TO DO – Return exactly the span of lines that opens with the line containing "of the baseball" and closes with the last line of the data, inclusive.

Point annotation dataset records
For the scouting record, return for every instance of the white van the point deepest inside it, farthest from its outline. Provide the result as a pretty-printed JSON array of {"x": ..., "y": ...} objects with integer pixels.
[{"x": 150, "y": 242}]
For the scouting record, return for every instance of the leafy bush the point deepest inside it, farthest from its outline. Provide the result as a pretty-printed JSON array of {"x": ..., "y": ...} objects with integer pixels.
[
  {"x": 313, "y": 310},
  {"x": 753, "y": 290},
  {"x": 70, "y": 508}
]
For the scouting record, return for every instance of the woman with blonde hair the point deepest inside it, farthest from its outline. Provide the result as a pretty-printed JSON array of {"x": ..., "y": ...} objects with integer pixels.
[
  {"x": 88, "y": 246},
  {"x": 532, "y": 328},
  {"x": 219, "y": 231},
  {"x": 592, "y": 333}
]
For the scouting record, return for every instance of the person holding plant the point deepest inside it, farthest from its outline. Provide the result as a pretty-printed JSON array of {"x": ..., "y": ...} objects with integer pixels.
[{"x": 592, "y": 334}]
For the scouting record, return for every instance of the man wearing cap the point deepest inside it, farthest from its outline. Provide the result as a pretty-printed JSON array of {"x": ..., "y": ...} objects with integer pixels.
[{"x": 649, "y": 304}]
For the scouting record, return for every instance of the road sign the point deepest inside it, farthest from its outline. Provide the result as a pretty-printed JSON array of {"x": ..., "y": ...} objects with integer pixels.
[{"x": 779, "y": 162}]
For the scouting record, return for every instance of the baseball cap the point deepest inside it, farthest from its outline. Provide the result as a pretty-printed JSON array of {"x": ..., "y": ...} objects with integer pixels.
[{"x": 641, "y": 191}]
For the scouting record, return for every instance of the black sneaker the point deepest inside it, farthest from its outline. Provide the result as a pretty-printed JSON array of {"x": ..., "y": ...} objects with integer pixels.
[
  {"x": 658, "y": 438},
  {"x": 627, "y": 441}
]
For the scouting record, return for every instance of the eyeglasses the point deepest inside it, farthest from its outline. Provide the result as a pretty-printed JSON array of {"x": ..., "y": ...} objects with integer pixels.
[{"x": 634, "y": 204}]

RESULT OF THIS EXERCISE –
For the scouting record, return for every instance of the baseball cap the point deepest inside it, farthest from its outline. Provide the result as a pretty-printed JSON array of {"x": ..., "y": ...} objects with integer pixels.
[{"x": 641, "y": 191}]
For the scouting record, return for every instance of the black sneaker the point deepest inside it, farthest from its outline. Provide the result as a pretty-printed JSON array of {"x": ..., "y": ...} objects with integer pixels.
[
  {"x": 658, "y": 438},
  {"x": 627, "y": 441}
]
For the scouting record, return for every instance of the eyeglasses the point deepest inside it, farthest from its outline. Provide the result as a pretty-printed JSON array of {"x": ..., "y": ...} objects with integer pixels.
[{"x": 634, "y": 204}]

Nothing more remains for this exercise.